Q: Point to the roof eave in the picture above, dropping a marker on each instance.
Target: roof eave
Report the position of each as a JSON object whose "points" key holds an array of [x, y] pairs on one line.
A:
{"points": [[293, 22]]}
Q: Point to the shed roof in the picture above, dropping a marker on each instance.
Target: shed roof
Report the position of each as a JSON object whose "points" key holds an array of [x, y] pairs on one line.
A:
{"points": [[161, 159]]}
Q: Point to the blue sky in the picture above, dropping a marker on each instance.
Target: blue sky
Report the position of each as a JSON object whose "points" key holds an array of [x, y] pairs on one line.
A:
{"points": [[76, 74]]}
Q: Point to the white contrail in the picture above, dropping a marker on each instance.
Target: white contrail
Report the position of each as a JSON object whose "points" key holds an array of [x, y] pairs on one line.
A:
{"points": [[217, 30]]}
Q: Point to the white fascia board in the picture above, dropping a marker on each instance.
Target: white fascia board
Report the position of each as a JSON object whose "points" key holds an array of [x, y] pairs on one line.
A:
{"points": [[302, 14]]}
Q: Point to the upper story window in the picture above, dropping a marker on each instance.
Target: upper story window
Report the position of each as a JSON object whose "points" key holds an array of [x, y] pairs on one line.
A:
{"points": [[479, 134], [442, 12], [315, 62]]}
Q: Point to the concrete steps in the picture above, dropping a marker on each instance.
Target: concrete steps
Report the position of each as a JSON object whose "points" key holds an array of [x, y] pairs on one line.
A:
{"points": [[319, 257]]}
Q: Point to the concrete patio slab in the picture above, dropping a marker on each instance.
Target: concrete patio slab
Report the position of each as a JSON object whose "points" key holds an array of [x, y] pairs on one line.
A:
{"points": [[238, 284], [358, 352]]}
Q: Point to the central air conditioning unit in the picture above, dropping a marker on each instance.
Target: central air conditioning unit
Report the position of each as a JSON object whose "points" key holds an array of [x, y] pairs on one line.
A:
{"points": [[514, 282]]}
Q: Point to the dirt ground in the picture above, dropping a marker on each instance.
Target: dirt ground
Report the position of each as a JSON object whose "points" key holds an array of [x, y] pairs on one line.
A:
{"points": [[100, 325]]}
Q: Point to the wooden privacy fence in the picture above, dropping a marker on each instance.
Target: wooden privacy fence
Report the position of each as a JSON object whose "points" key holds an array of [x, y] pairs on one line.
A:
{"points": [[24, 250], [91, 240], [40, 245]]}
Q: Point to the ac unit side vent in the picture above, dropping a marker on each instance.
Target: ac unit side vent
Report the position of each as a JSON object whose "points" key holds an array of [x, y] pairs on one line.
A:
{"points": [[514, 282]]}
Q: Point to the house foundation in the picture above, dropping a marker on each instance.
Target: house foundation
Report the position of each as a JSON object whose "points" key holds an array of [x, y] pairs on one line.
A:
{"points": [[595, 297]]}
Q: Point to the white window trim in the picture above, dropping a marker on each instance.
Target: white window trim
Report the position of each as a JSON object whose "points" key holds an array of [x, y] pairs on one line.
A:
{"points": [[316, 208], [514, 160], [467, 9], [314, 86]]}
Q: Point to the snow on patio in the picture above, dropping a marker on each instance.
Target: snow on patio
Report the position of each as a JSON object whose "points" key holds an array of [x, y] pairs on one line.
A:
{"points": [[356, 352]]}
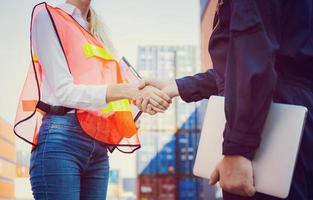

⁂

*GIVEN PROBLEM*:
Copy out, in full, every line of the records above that contains the word "trim".

*CORRECT RESPONSE*:
Q: Point to the white window trim in the picture above, dropping a marker on each instance.
Target: white window trim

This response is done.